* **TEXT SECTION**
⁂
• Question: I had a question in a science class once that said a small community had a recessive lethal gene that has been in the community for generations. A woman then has offspring that, while she herself does not have the disease, the offspring do. And then it asked "Which woman would it be" or something like that, and the answer was the heterozygous woman. What would be a good way to figure that out besides a Punnett Square?

    Asked by Markimoo to Candace, Jenn, Matthew, Sahra, Sharon on 10 Mar 2017.
    • Photo: Matthew Bainbridge

      Matthew Bainbridge answered on 10 Mar 2017:


      Because the disease is lethal, you know no adult can be homozygous or compound heterozygous. Because you know it’s a small community, it’s much more likely that everyone shares the same mutation (called a founder effect) because everyone is *kind of* related to everyone else. So our first assumption would be that both parents are heterozygous for the same mutation and the affected child is homozygous.

    • Photo: Jennifer Hintzsche

      Jennifer Hintzsche answered on 10 Mar 2017:


      Well Punnett Squares are awesome and I love them. You would be able to tell it was the woman because half of her offspring will have the recessive lethal gene. Depending on who they mate with (the dad) the kids could have two copies of the lethal gene- so they wouldn’t survive. Or they could have one copy of the lethal gene so they will pass that on to their kids depending on if their mate also has that lethal gene. If this stays within a community Matt is right that is the founder effect and means that people in this town usually don’t leave and only mate within the community so everyone ends up being kind of related over many many generations and some will carry this lethal gene as adults that are heterozygous. Any time two heterozygous adults mate they will have a 25% chance of their child getting two lethal copies.
⁂
* **MATERIAL SUPPLIED**

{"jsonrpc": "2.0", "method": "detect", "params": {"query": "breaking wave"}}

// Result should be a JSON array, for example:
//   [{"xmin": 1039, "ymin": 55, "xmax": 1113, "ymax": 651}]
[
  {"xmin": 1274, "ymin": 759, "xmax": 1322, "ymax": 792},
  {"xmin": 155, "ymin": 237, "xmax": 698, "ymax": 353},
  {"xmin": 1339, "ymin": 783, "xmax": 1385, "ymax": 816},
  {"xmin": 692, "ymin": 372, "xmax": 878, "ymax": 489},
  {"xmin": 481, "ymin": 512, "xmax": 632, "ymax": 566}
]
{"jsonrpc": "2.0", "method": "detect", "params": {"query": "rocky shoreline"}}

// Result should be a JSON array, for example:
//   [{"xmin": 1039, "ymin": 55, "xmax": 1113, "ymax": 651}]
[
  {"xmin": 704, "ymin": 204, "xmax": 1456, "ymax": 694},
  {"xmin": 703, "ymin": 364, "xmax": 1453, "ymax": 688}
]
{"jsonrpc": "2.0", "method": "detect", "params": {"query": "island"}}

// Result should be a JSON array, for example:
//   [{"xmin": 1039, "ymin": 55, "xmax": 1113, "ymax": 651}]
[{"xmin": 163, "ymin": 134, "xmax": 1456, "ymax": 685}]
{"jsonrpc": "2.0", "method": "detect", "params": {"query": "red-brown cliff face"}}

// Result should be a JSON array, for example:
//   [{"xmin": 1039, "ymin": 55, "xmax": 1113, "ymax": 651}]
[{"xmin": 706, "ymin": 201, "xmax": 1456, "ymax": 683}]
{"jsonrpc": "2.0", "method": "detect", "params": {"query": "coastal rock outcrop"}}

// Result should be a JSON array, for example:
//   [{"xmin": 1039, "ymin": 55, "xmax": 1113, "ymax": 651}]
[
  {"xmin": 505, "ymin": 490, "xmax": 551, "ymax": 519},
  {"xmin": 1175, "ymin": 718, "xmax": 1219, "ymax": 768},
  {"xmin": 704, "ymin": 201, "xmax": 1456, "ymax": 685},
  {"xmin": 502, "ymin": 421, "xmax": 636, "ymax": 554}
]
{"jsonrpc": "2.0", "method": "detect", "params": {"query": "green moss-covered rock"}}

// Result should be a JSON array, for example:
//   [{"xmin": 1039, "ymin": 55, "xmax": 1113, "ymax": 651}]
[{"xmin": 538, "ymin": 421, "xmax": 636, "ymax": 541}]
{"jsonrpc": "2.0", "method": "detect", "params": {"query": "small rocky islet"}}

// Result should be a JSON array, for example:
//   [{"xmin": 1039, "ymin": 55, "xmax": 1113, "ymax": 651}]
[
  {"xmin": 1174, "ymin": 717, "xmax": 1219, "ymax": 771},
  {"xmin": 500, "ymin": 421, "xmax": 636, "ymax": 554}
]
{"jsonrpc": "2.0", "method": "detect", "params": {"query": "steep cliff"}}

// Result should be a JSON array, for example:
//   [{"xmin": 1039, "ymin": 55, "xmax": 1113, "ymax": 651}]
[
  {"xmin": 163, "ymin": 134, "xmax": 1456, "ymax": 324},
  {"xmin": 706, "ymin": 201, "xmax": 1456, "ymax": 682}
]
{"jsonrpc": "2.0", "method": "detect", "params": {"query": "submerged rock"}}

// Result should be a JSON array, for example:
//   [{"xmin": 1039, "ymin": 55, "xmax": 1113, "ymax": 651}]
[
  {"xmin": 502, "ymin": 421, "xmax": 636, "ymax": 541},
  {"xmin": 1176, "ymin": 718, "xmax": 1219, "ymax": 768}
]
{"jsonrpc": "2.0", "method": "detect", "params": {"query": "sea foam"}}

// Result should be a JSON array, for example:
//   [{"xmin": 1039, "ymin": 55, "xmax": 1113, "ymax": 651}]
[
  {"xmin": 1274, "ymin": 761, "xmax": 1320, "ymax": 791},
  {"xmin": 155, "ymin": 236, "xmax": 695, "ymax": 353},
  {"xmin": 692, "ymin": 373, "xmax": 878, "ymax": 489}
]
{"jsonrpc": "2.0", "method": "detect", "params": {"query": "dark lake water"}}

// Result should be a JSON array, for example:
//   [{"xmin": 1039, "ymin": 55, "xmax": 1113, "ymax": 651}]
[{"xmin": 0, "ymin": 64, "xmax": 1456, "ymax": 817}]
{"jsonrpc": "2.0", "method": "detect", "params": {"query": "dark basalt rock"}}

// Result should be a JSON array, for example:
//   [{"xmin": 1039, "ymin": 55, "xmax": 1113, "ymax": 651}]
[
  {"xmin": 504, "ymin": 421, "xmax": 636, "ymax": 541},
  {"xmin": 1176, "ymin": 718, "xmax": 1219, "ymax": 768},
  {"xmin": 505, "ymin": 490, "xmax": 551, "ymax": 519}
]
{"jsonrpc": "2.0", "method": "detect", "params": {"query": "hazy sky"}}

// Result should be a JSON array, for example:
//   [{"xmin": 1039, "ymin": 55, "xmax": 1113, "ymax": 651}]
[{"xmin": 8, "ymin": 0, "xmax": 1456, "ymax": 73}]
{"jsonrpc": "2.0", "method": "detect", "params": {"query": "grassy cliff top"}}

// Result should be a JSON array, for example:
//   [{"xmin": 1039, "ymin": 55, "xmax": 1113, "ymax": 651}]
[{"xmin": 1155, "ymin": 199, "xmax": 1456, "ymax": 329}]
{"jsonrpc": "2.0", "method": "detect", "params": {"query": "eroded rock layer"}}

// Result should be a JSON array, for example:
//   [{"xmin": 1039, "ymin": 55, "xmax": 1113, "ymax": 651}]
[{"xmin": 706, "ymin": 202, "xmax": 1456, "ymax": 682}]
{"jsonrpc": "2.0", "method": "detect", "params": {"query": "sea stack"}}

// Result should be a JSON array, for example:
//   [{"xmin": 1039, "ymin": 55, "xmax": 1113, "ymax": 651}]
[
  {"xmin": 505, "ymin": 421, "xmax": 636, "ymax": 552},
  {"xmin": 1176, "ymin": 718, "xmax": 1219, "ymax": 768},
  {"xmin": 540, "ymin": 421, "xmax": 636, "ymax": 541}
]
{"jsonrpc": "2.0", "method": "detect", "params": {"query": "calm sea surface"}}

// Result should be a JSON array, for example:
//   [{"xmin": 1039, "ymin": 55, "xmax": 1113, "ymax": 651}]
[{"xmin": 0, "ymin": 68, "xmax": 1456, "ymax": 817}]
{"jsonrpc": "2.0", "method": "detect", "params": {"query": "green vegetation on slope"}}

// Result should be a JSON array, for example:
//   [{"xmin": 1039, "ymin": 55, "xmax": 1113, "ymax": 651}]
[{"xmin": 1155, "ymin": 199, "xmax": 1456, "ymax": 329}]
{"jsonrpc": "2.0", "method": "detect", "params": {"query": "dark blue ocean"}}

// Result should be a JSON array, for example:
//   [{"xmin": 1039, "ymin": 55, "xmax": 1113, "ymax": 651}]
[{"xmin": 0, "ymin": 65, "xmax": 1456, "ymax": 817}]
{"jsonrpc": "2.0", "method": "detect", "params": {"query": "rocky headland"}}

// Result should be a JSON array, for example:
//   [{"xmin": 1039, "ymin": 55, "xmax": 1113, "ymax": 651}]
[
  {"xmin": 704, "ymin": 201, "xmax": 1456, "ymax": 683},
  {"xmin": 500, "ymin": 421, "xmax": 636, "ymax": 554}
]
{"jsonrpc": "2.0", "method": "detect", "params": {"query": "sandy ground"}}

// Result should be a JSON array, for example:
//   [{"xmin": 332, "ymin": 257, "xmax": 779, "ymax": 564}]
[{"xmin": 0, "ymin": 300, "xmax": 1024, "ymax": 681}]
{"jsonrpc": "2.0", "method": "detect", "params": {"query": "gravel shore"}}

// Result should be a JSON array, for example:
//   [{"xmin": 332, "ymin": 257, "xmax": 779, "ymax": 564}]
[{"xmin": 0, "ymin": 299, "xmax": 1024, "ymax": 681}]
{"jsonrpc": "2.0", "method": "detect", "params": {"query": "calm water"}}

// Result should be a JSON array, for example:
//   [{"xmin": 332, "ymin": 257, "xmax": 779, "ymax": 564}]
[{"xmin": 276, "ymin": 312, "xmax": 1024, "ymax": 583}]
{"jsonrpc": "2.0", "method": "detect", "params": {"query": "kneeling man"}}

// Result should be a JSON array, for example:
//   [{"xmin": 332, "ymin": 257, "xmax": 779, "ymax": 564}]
⁂
* **WHAT YOU WILL DO**
1. Repeat the lethal-gene Q&A from "Because the disease" up to and including "child is homozygous.".
2. Write the next part of the lethal-gene Q&A, picking up after its final sentence.

* **RESPONSES TO THE EXERCISE**
1.
Because the disease is lethal, you know no adult can be homozygous or compound heterozygous. Because you know it’s a small community, it’s much more likely that everyone shares the same mutation (called a founder effect) because everyone is *kind of* related to everyone else. So our first assumption would be that both parents are heterozygous for the same mutation and the affected child is homozygous.

2.
    • Photo: Xueyuan Jiang

      Xueyuan Jiang answered on 10 Mar 2017:


      Besides Punnett Square, you would know that this particular offspring has two lethal alleles because he/she is sick. And we know that he/she gets one allele from dad and the other allele from mom. Then, we know for sure the woman has a lethal allele. Since she is perfectly healthy, she must also have a dominant allele, which makes her heterozygous.

    • Photo: Sahra Uygun

      Sahra Uygun answered on 14 Mar 2017:


      I like the pedigrees in the genetics class! Tracing the genes across family members 🙂
      I loved the answers from other scientists. So you are dealing with a recessive gene, therefore the individual needs to have 2 copies of the disease gene (let’s say bb) to see the disease. So if the offspring has the disease, it means its genotype is bb, one b gene from the mother and another b from the father. If the mother do not have the disease, then it means she definitely has a normal gene B, which is dominant over the disease gene b.